#### COMPLETE THE FOLLOWING:
1. In the pandemic diary, how would you put "I do believe that when you yourself are ok, it's a duty to help others if you can." into Spanish?
2. Could you carry on the pandemic diary from its last sentence, keeping the same voice?

*** TEXT FOR ANALYSIS Section Begins ***

Today I am thankful that the decisions I currently face are of the simple, non-life-threatening variety. For being able to celebrate another family birthday online and see the family. And for a hit of golden light at sunset.

Somehow this line of pigeons on Stirchley/Cotteridge bridge sums up today.


Commission/hire me: fiona [at] fionacullinan.com


Pandemic diary 49: Exciting news in the bedroom!

I tidied up the office this weekend– it feels good – see end note.

Went down to a 4.5 tog summer duvet this week and the insomnia has eased. There you go, exciting bedroom news report done.

Now for the real post…

On a less light note, I've talked to at least three people in the past few days who are not ok for whatever reason. Perhaps the Covid situation is the reason or, if not, it is adding an extra burden or a brain sludge or perhaps bringing things to a head. And I've realised that, despite my various stresses, I probably wouldn't be able to write this little diary every day if I weren't basically coping.

I worry that I'm only an empathic person when I'm experiencing similar issues to others. I can remember what it was like to go through tough times, for example, but now that sufficient time has passed, there is no actual emotion attached to those sad experiences. Maybe that's what time heals – the pain of the thing.

I do believe that when you yourself are ok, it's a duty to help others if you can.

I'm not sure what help I can offer to people, apart from to say you're not alone and to please reach out for help rather than suffer in silence. The ability to do even that can be compromised, of course. 

From a purely personal perspective, some of the things I rely on at the moment to help keep sane are…

  1. Looking at nature – when you're down seeing nature in action may seem more poignant, when you're up it may seem amazing; either way it's an external focus thing.
  2. Music – I don't know of anything that will change or reflect a mood faster than putting on music you love.
  3. Walking or other activity – moving literally causes your body chemistry to change. I might not want to do it but I never regret having done it. Often combined with #1 and #2.
  4. Goals 'n' gratitude weekly diary – I picked this up from dementia group therapy as a way to keep focused on more positive emotions. Pick one goal per week (specific, measurable, doable, eg, tidy up bedroom or contact a friend or go for a walk) and set a reward for it (chocolate, coffee, wine!), plus write down something nice that happened or that you are grateful for. It's surprisingly effective at maintaining positive focus but also getting things done.

*** TEXT FOR ANALYSIS Section Ends ***
*** PROVIDED DATA Section Begins ***

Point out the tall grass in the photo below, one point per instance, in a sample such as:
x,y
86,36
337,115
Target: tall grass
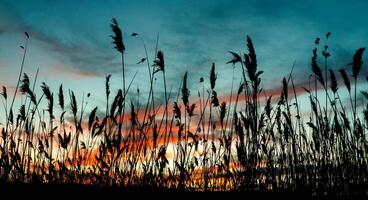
x,y
252,142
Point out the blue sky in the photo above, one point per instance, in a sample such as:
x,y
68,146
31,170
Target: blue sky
x,y
71,44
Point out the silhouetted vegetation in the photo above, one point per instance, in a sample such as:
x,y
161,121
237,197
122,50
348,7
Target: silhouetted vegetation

*** PROVIDED DATA Section Ends ***

#### RESPONSES FOR EACH TASK:
1. Creo de verdad que, cuando uno mismo está bien, es un deber ayudar a los demás si puede.

2.
  5. Writing (or other creative outlet) – I have this diary but also several others that are private. When things get really bad, I set aside a whole book and spill into it – you can always burn it after.
  6. Time out / unstructured thinking time – at the moment that means having 20 minutes or so sitting in the garden with a coffee and three ginger biscuits and either garden sounds or a bit of music in the headphones. Other people do meditation but I find that hard.
  7. Social connection – that can be a phone call, a face-to-face conversation, banter on the internet or whatever. I always think I don't really need this being a fairly solo operator but when it's not there, I really do miss it and start to go a bit off the rails. It's important, it's human.
  8. Eating and sleeping – the best two things in life. Good food and good sleep can fix a lot of brain sludge. 

If all this is too much then there is always the approach I picked up from the country singer Kenny Rogers on Oprah Winfrey donkey's years ago, where he said something like 'all you need in life is someone/something to love, something to do and something to look forward to'.

Even one or two of those things at a time is fine. All three is winning at life.

RIP Kenny.

Thanks

Today I am thankful for my god-daughter taking stuff from our office room for her new flat. I feel decluttered and spacious in my home and in my head. As Japanese organisational neat freak Marie Kondo said, tidying up is not about having a tidy room, it is about transforming your life.

I'm also thankful that my god-D is moving into her own place. What an exciting time and thing to do in your life. All part of the joys of growing up.